DATA IN THIS EXERCISE:
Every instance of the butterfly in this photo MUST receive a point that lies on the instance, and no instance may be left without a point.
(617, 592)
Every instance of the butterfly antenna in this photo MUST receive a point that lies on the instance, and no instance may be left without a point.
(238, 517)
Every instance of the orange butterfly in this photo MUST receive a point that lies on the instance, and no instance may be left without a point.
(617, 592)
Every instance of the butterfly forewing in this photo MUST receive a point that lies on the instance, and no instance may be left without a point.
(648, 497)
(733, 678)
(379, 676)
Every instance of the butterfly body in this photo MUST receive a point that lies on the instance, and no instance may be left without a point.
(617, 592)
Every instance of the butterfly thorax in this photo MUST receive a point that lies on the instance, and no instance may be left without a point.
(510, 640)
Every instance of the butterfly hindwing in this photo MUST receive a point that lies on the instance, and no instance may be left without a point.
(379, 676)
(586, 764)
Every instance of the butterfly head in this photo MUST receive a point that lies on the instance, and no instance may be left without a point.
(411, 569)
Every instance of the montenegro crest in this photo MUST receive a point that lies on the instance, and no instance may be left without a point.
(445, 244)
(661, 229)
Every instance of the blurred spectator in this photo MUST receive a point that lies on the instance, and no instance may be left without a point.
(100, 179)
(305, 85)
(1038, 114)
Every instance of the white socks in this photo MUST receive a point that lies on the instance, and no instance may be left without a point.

GIVEN REQUEST:
Copy all of the rows above word for word, changing nothing.

EXERCISE SOLUTION:
Every instance of the butterfly in this photo MUST receive a point that lies on the instance, and no instance may be left without a point.
(617, 592)
Every instance of the butterfly antenna in this photo MUST receive a point that lies on the instance, and no instance may be left without a point.
(238, 517)
Every instance of the orange butterfly in this photo MUST receive a point that lies on the instance, and no instance may be left without a point.
(617, 592)
Every instance of the butterfly forewing in this photo MUST receive a point that lies on the instance, and no instance may be left without a point.
(648, 497)
(733, 678)
(379, 676)
Every instance of the butterfly body in this photo MUST receive a point that lies on the instance, and no instance may be left without a point.
(617, 592)
Every instance of the butterfly thorax in this photo MUST receive a point that lies on the instance, and no instance may be left without a point.
(510, 640)
Every instance of the butterfly hindwing in this photo MUST receive a point that lies on the instance, and no instance may be left without a point.
(379, 676)
(586, 764)
Every instance of the butterfly head in this photo MUST receive a point that lies on the instance, and no instance may be left without a point.
(411, 569)
Every instance of the montenegro crest in this photo MUST receive a point that lies on the instance, and no instance may be left without a point.
(445, 244)
(661, 229)
Every instance of the blurred spectator in this photo MUST receive a point that lies on the instance, and no instance may be left without a point.
(100, 179)
(305, 85)
(1038, 114)
Every instance of the white socks in this photo MUST receive a point that lies on the instance, and no instance may be left without a point.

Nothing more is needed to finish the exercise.